START Source data

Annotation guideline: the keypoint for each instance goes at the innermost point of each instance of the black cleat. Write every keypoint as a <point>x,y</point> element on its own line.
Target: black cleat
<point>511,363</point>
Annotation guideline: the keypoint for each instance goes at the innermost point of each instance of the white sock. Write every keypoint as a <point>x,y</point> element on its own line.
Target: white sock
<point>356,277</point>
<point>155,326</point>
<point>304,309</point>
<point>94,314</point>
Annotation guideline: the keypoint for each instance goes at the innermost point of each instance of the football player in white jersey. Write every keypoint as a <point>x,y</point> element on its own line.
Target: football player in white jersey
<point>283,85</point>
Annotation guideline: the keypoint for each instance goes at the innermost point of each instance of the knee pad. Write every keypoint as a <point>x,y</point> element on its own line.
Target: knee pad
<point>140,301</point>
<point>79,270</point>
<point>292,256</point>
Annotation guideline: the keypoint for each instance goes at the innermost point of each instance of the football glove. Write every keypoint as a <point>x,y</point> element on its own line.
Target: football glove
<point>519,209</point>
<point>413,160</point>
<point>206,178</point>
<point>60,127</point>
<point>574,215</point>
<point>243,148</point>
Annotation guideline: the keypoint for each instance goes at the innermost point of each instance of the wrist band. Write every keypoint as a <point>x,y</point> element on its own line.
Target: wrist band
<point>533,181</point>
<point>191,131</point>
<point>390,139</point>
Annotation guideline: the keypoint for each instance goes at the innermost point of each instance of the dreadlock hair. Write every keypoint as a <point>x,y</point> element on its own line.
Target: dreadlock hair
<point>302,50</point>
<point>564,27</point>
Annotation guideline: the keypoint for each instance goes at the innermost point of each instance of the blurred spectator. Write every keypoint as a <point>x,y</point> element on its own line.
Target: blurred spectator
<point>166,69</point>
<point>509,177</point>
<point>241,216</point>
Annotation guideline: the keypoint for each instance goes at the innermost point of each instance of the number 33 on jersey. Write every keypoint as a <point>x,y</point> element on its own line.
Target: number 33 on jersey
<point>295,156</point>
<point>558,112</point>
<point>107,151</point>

END Source data

Short task:
Rewrite all of the lines above, swapping "Annotation guideline" for "Labeling rule" wherever it occurs and leaving everything else unchanged.

Answer to this task:
Labeling rule: the keypoint for each instance goes at the innermost point of each instance of the black cleat. Write every keypoint as a <point>x,y</point> element on its own line.
Target: black cleat
<point>511,363</point>
Labeling rule: the keypoint for each instance goes at the innermost point of each instance of the white sock. Write every keypoint as a <point>x,y</point> element on its own line.
Target: white sock
<point>356,277</point>
<point>155,326</point>
<point>304,309</point>
<point>94,314</point>
Labeling rule: the keypoint for each instance goes at the innermost point of each instance of the football player in white jersey. Write every keypoint as a <point>x,y</point> element on its own line.
Target: football player in white jersey
<point>283,85</point>
Labeling rule: the keypoint for each instance goes at the innermost point of each instance of the knee pad. Write every keypoint as a <point>x,y</point> element on its own line.
Target: knee pad
<point>140,301</point>
<point>79,270</point>
<point>292,256</point>
Labeling rule: the keypoint for each instance goes at the innermost point of each instance of the football glove. Write every keypoint as a <point>x,y</point> element on its own line.
Target: football glove
<point>519,209</point>
<point>413,160</point>
<point>206,178</point>
<point>60,127</point>
<point>574,215</point>
<point>243,148</point>
Labeling rule: the keypoint for each instance goes at the innermost point of each instance of the wrist band. Write every keypoint as a <point>x,y</point> element on its own line.
Target: wrist band
<point>533,181</point>
<point>191,131</point>
<point>390,139</point>
Labeling rule: the keypoint for each instance goes at the innermost point of each instance of the dreadlock hair. Write every keypoint as a <point>x,y</point> element on its own line.
Target: dreadlock hair
<point>302,50</point>
<point>564,27</point>
Labeling rule: the keypoint for each instance goes at the innermost point of each instance of the blurred spectator. Write every keypoint as a <point>x,y</point> element on its own line.
Target: blurred spectator
<point>166,69</point>
<point>509,177</point>
<point>241,216</point>
Labeling rule: the keypoint for each instance goes at the innermost point of each instance of the number 33 on jersey. Write every keypoint as a <point>x,y</point> element on its own line.
Target: number 33 on jersey
<point>295,156</point>
<point>558,112</point>
<point>107,151</point>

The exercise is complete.